Tinsley Ellis is a friend. I’ve long ago stopped treating him from the distance of a journalist making objective observations. I’ve been writing about him for more than three decades. I can count on him to be a master at whatever he decides to do. Now half a century into his career he effortlessly has made a left hand turn from being a blues rocker to being an acoustic artist who’s as much at home with a 1937 acoustic guitar playing a coffee house like Caffe Lena.

He’s gone from more than three decades rocking out with a band pushing the edges of a hybrid sound that could as easily teach Eric Clapton a thing or two to being a legacy sharing Son House chords with audiences around the world. Labor of Love is his aptly titled second acoustic album, following up on Naked Truth released in 2024. That album had nine originals out of 12 total. This time all 13 are originals.

“I don’t want to make the same rockin’ band album over and over again, and I kind of had to talk Alligator into letting me do that.  We were all surprised about what a good response it got. It was number one. Bruce Iglauer (Alligator CEO) is a tough task master for sure, and he was skeptical similar to when I made and did a self-released all instrumental album in 2013.

* Given information:
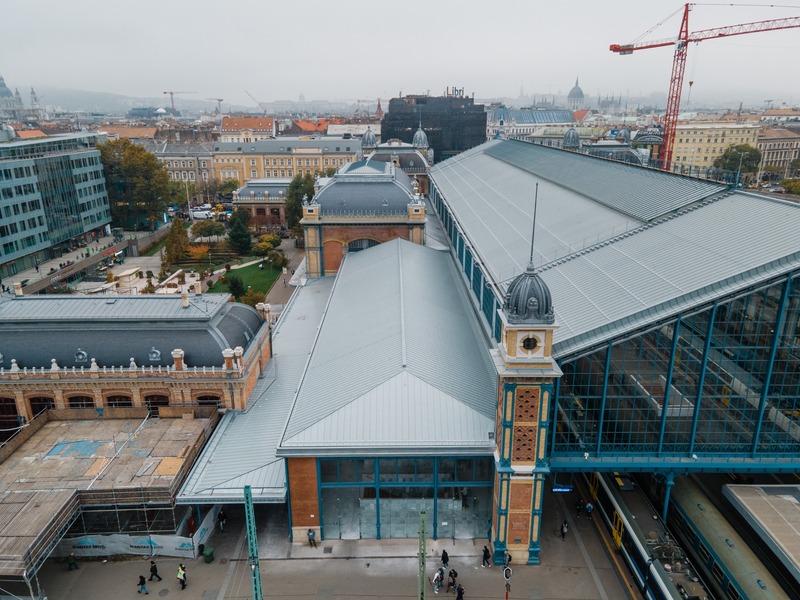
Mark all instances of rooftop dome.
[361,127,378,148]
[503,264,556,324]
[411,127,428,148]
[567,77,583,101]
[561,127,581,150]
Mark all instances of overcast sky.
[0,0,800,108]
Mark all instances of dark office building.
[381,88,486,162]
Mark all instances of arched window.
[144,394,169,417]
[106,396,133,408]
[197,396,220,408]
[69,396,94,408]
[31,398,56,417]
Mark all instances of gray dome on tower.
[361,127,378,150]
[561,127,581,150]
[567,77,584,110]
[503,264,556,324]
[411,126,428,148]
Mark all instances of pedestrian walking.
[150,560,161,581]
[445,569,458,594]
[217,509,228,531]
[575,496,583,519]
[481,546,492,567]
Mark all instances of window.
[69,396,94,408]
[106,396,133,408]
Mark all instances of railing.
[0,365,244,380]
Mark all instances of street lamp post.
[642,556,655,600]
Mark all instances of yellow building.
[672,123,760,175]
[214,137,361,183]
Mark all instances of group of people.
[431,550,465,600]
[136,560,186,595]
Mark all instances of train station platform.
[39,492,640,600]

---

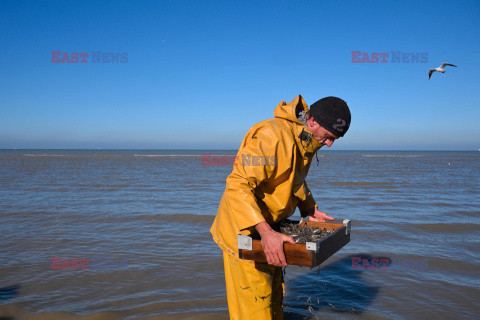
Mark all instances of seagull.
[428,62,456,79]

* Exercise instructions: Could you retype the Tinsley Ellis profile above in full, word for word, without changing anything?

* Finished answer:
Tinsley Ellis is a friend. I’ve long ago stopped treating him from the distance of a journalist making objective observations. I’ve been writing about him for more than three decades. I can count on him to be a master at whatever he decides to do. Now half a century into his career he effortlessly has made a left hand turn from being a blues rocker to being an acoustic artist who’s as much at home with a 1937 acoustic guitar playing a coffee house like Caffe Lena.

He’s gone from more than three decades rocking out with a band pushing the edges of a hybrid sound that could as easily teach Eric Clapton a thing or two to being a legacy sharing Son House chords with audiences around the world. Labor of Love is his aptly titled second acoustic album, following up on Naked Truth released in 2024. That album had nine originals out of 12 total. This time all 13 are originals.

“I don’t want to make the same rockin’ band album over and over again, and I kind of had to talk Alligator into letting me do that.  We were all surprised about what a good response it got. It was number one. Bruce Iglauer (Alligator CEO) is a tough task master for sure, and he was skeptical similar to when I made and did a self-released all instrumental album in 2013.